# Data items:
┄┄┄┄┄┄┄┄┄┄┄┄┄┄┄┄┄┄┄┄

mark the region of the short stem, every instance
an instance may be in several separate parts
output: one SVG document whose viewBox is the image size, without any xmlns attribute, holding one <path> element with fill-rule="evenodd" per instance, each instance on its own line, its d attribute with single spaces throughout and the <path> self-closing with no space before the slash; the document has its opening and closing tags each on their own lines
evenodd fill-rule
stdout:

┄┄┄┄┄┄┄┄┄┄┄┄┄┄┄┄┄┄┄┄

# Exercise task:
Express every line of the data items as a JSON list of strings, one string per line, with blank lines omitted.

# Answer for the task:
[
  "mark the region of the short stem, every instance",
  "an instance may be in several separate parts",
  "output: one SVG document whose viewBox is the image size, without any xmlns attribute, holding one <path> element with fill-rule=\"evenodd\" per instance, each instance on its own line, its d attribute with single spaces throughout and the <path> self-closing with no space before the slash; the document has its opening and closing tags each on their own lines",
  "evenodd fill-rule",
  "stdout:"
]